### OBJECTIVE A
From the hash table excerpt, list every status message that the notebook save prints with the "[jovian]" prefix.

### SELECTED EXTRACT
○ ○ ○ ○ ○

To insert a key-value pair into a hash table, we can simply get the hash of the key, and store the pair at that index in the data list.
key, value = 'Aakash', '7878787878'
idx = get_index(data_list, key)
idx
585
data_list[idx] = (key, value)
Here's the same operation expressed in a single line of code.
data_list[get_index(data_list, 'Hemanth')] = ('Hemanth', '9595949494')
The retrieve the value associated with a pair, we can get the hash of the key and look up that index in the data list.
idx = get_index(data_list, 'Aakash')
idx
585
key, value = data_list[idx]
value
'7878787878'
To get the list of keys, we can use a simple list comprehension.
pairs = [kv[0] for kv in data_list if kv is not None]
pairs
['Aakash', 'Hemanth']
Let's save our work before continuing.
jovian.commit(project=project)
[jovian] Attempting to save notebook..
[jovian] Updating notebook "aakashns/python-hash-tables-assignment" on https://jovian.ai/
[jovian] Uploading notebook..
[jovian] Capturing environment..

○ ○ ○ ○ ○

### RECORDED INFORMATION
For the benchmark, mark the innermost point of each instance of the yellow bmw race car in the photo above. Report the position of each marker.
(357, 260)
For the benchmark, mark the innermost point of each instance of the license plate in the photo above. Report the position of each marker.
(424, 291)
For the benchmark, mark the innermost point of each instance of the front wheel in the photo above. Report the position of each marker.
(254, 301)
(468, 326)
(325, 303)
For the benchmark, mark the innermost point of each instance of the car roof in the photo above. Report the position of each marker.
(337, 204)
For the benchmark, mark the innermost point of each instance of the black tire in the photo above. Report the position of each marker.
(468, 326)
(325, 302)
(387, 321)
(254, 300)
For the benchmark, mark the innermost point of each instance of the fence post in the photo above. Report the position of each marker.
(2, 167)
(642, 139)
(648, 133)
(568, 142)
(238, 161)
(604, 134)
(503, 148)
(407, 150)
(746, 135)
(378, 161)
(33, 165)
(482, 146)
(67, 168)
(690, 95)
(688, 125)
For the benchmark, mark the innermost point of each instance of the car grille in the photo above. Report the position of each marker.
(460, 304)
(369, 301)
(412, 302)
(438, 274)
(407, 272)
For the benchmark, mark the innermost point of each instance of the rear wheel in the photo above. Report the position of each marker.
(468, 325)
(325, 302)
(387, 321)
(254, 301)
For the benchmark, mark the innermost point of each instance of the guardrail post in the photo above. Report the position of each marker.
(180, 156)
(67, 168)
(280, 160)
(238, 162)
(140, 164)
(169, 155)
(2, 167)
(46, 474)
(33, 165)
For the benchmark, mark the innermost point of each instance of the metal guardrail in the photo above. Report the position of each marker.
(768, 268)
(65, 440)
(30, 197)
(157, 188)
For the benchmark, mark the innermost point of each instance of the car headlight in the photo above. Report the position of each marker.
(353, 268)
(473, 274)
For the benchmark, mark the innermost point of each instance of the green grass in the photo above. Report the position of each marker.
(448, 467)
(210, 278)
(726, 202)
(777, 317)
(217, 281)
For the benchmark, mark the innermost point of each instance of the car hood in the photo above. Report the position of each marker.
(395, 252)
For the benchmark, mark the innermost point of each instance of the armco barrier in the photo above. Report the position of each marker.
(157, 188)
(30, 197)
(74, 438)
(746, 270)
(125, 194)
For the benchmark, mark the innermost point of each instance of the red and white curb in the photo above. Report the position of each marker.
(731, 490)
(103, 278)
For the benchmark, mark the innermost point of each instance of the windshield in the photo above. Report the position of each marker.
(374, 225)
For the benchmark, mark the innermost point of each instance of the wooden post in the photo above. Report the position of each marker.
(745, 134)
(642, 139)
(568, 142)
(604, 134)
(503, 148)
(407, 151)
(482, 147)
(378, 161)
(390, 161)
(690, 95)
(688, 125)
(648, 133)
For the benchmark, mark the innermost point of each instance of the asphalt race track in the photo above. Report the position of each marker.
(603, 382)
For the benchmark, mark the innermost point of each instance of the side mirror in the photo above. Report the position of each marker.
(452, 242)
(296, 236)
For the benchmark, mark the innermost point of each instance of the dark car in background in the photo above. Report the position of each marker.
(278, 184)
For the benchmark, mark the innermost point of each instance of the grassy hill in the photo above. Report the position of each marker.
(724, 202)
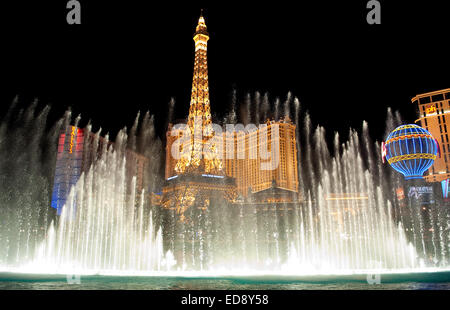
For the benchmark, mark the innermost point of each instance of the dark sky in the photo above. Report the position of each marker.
(133, 55)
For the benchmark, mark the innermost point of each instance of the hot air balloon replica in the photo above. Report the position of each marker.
(410, 150)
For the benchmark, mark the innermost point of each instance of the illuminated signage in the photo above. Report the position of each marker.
(444, 185)
(431, 109)
(422, 194)
(383, 151)
(72, 136)
(400, 193)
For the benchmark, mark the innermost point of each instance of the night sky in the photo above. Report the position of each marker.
(128, 56)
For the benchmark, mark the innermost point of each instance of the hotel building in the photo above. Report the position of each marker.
(243, 153)
(434, 116)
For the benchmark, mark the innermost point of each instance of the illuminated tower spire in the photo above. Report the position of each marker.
(201, 155)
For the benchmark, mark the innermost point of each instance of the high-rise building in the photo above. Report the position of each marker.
(434, 115)
(248, 160)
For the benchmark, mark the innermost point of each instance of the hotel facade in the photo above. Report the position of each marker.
(434, 116)
(250, 160)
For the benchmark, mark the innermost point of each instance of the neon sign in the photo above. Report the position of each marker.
(431, 109)
(383, 151)
(72, 136)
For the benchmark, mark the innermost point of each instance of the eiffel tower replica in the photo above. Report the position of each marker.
(200, 177)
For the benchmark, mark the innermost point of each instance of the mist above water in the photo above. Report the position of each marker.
(107, 226)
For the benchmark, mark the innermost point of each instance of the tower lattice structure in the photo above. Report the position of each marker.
(199, 153)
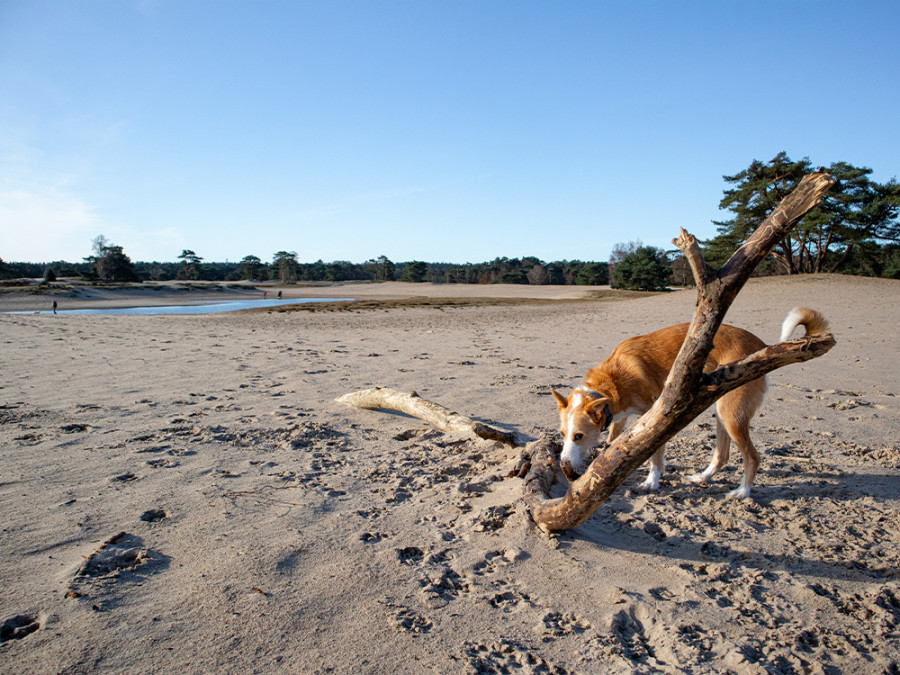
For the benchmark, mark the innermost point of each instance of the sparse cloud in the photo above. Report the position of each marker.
(45, 224)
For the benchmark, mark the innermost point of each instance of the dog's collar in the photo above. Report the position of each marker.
(607, 413)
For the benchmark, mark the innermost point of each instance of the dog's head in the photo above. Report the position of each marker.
(583, 418)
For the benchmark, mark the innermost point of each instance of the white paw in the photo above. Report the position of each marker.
(648, 485)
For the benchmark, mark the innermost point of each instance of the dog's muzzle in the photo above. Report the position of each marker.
(570, 472)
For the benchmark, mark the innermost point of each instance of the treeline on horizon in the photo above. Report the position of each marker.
(853, 230)
(285, 268)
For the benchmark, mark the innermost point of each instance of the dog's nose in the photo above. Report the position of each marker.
(569, 471)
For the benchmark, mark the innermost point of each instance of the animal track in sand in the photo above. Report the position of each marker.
(19, 626)
(508, 656)
(162, 463)
(411, 622)
(154, 515)
(559, 624)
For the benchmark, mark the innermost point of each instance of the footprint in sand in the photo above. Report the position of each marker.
(19, 626)
(154, 515)
(123, 552)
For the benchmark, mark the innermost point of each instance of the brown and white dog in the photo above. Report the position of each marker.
(630, 379)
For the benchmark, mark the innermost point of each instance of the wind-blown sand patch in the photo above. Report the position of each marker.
(272, 529)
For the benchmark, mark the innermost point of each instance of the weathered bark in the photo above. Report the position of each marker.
(413, 404)
(688, 391)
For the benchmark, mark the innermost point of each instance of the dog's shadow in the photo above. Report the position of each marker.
(648, 537)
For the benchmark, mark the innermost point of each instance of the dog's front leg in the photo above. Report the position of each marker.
(657, 466)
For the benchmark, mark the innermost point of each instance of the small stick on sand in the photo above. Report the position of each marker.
(382, 398)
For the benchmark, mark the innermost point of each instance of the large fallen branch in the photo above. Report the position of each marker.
(381, 398)
(688, 391)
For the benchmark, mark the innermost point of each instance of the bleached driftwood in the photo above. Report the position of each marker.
(688, 390)
(437, 416)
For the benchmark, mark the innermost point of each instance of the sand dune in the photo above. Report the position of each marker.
(183, 494)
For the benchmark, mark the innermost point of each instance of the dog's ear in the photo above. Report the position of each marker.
(561, 400)
(598, 410)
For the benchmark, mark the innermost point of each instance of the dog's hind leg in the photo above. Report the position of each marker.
(657, 466)
(740, 434)
(720, 454)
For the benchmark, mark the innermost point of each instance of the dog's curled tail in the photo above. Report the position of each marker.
(810, 319)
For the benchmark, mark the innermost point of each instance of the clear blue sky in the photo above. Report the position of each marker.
(437, 130)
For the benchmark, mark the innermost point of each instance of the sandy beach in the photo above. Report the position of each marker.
(184, 494)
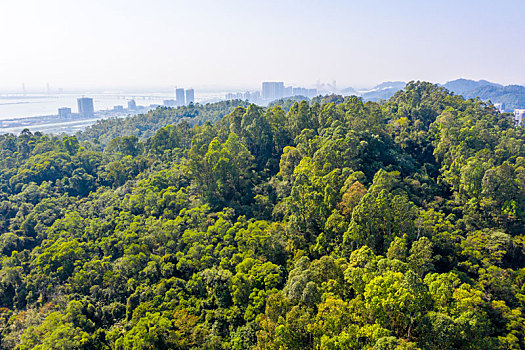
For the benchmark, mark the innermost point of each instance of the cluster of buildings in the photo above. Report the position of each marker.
(182, 98)
(254, 96)
(276, 90)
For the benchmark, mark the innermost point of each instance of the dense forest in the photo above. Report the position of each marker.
(323, 224)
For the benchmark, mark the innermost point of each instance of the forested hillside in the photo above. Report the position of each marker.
(331, 224)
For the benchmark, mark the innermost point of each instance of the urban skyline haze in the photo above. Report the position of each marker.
(237, 44)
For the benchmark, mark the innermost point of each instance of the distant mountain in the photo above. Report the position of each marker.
(383, 91)
(512, 96)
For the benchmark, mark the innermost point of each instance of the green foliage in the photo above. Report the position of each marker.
(329, 224)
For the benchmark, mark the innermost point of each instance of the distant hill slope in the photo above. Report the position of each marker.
(463, 86)
(513, 96)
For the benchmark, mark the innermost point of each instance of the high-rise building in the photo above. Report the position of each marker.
(85, 107)
(64, 112)
(272, 90)
(170, 103)
(519, 116)
(190, 96)
(179, 96)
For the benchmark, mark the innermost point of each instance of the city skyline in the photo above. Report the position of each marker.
(358, 44)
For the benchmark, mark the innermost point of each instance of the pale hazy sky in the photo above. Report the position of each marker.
(230, 43)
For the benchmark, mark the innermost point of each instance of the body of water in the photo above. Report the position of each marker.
(34, 105)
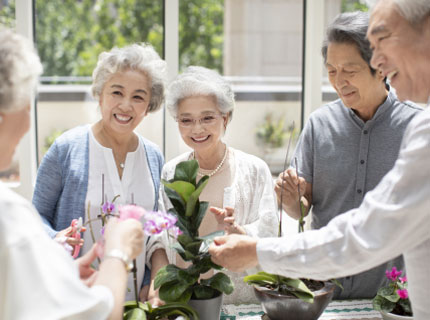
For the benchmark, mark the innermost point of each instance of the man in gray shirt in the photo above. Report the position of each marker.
(348, 145)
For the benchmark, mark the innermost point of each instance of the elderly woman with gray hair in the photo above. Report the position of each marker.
(202, 103)
(38, 279)
(94, 164)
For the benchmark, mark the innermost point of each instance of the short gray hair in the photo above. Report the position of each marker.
(349, 27)
(19, 69)
(200, 81)
(139, 57)
(414, 11)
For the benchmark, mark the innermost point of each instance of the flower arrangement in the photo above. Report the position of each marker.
(177, 284)
(394, 297)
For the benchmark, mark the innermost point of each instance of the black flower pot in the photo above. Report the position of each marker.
(279, 306)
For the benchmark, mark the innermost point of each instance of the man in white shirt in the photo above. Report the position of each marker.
(394, 218)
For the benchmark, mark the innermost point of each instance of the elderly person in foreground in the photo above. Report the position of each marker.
(202, 103)
(38, 278)
(363, 129)
(394, 218)
(93, 164)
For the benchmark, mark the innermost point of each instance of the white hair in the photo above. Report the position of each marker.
(200, 81)
(19, 69)
(139, 57)
(414, 11)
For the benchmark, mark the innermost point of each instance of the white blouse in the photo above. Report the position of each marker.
(136, 178)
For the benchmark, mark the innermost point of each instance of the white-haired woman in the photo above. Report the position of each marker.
(38, 278)
(202, 103)
(93, 164)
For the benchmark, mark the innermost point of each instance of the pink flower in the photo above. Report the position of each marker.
(131, 212)
(403, 293)
(393, 274)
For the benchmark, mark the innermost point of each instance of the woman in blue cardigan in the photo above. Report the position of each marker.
(93, 164)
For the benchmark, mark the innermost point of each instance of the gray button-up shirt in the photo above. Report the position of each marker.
(344, 157)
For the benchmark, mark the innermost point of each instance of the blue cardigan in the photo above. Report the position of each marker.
(62, 178)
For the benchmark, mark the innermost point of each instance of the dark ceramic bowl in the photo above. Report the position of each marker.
(282, 307)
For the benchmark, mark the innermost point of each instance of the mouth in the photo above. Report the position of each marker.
(200, 139)
(122, 118)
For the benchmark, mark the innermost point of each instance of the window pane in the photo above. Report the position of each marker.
(257, 45)
(7, 20)
(70, 51)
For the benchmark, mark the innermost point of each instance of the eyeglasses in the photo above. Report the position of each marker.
(208, 120)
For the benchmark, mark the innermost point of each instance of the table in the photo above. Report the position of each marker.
(336, 310)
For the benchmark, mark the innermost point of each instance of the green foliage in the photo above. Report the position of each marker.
(71, 34)
(144, 311)
(177, 284)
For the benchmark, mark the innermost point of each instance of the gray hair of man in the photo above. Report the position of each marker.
(414, 11)
(349, 27)
(19, 69)
(139, 57)
(200, 81)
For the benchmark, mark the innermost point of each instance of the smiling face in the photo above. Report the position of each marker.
(401, 52)
(352, 79)
(200, 137)
(124, 101)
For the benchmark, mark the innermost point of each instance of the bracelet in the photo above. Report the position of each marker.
(121, 255)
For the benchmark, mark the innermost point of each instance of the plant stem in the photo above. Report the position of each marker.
(136, 295)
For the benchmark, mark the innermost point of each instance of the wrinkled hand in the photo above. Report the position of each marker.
(126, 235)
(66, 233)
(234, 252)
(225, 218)
(87, 274)
(290, 193)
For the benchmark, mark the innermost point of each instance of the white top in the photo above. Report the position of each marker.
(136, 177)
(393, 219)
(38, 278)
(252, 196)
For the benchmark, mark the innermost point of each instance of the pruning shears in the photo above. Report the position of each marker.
(76, 226)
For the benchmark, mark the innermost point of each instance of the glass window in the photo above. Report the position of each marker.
(7, 20)
(257, 45)
(69, 54)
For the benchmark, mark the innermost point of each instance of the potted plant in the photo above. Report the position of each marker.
(301, 299)
(184, 285)
(392, 301)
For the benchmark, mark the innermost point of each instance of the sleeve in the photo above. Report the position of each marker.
(264, 203)
(392, 219)
(304, 152)
(45, 278)
(49, 185)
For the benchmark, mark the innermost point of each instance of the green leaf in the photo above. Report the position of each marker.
(183, 188)
(203, 207)
(187, 171)
(194, 197)
(220, 282)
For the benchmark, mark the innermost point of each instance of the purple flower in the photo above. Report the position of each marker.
(108, 207)
(393, 274)
(403, 293)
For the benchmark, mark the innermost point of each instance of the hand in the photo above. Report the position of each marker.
(126, 235)
(87, 274)
(234, 252)
(66, 233)
(226, 220)
(287, 182)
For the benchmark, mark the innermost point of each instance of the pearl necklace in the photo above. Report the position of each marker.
(216, 169)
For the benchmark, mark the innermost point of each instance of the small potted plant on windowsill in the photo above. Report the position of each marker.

○ ○ ○ ○ ○

### OBJECTIVE B
Gather every row above that contains the word "front". Case counts.

### WORKED ANSWER A
[jovian] Attempting to save notebook..
[jovian] Updating notebook "aakashns/python-hash-tables-assignment" on https://jovian.ai/
[jovian] Uploading notebook..
[jovian] Capturing environment..

### WORKED ANSWER B
For the benchmark, mark the innermost point of each instance of the front wheel in the photo above. Report the position of each marker.
For the benchmark, mark the innermost point of each instance of the dog's front leg in the photo above. Report the position of each marker.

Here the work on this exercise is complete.